> WHAT THE EXERCISE ASKS: Tally the lines in the rows below that contain the string "reflection", with case counting, and reply with only that number.
======== STORED RECORDS
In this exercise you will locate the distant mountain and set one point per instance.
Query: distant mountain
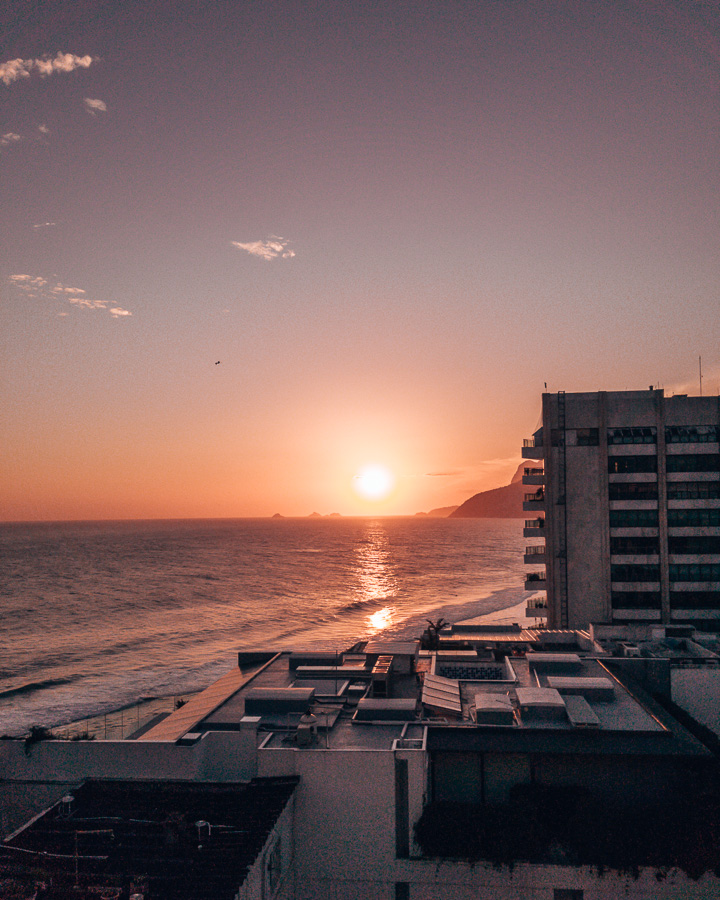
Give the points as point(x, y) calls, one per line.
point(441, 512)
point(500, 503)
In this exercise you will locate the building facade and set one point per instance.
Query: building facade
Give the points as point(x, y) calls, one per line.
point(626, 491)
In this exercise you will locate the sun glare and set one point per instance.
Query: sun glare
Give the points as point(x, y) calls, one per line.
point(374, 482)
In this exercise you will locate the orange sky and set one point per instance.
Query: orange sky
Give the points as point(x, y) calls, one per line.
point(390, 223)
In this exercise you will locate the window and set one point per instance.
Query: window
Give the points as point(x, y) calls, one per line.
point(634, 546)
point(693, 462)
point(273, 868)
point(621, 464)
point(633, 518)
point(635, 599)
point(632, 436)
point(695, 572)
point(644, 490)
point(630, 572)
point(698, 434)
point(694, 545)
point(587, 437)
point(692, 490)
point(691, 518)
point(695, 599)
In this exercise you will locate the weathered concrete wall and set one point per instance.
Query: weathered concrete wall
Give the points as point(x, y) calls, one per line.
point(456, 880)
point(697, 690)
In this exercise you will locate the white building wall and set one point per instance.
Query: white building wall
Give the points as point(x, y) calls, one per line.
point(697, 690)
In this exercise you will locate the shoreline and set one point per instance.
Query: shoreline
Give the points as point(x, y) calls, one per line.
point(121, 723)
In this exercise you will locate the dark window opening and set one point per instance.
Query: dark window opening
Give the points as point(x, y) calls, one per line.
point(693, 490)
point(695, 572)
point(629, 572)
point(632, 436)
point(699, 434)
point(633, 518)
point(634, 546)
point(693, 462)
point(636, 599)
point(694, 544)
point(644, 490)
point(692, 518)
point(618, 465)
point(587, 437)
point(695, 599)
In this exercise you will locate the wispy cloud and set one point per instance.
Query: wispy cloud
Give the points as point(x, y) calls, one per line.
point(691, 386)
point(94, 106)
point(14, 69)
point(273, 248)
point(40, 288)
point(9, 138)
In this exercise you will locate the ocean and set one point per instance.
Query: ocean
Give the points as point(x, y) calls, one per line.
point(98, 615)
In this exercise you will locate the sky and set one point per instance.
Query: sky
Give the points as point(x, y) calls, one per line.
point(247, 249)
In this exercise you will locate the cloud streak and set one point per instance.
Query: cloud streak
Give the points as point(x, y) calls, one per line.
point(40, 288)
point(94, 106)
point(273, 248)
point(15, 69)
point(9, 138)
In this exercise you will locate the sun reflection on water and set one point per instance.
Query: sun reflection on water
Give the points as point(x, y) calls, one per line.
point(375, 575)
point(382, 619)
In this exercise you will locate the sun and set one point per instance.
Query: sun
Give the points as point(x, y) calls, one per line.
point(374, 482)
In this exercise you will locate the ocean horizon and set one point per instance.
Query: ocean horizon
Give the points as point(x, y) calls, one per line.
point(99, 614)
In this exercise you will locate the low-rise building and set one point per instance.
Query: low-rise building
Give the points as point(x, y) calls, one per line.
point(513, 766)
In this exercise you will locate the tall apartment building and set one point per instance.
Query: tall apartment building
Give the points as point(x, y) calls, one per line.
point(628, 503)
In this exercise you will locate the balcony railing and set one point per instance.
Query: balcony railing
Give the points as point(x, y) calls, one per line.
point(537, 603)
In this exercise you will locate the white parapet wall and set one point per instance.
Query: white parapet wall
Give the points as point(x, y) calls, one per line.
point(29, 771)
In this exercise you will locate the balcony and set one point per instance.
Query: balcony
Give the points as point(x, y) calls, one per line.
point(536, 608)
point(533, 476)
point(534, 502)
point(536, 581)
point(535, 555)
point(532, 448)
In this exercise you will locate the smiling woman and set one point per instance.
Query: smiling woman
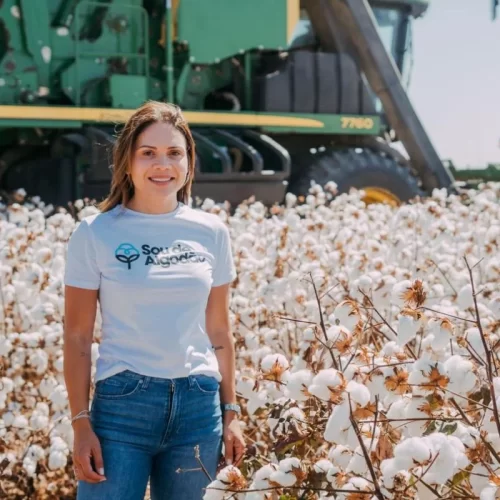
================
> CORRECT RESPONSE: 2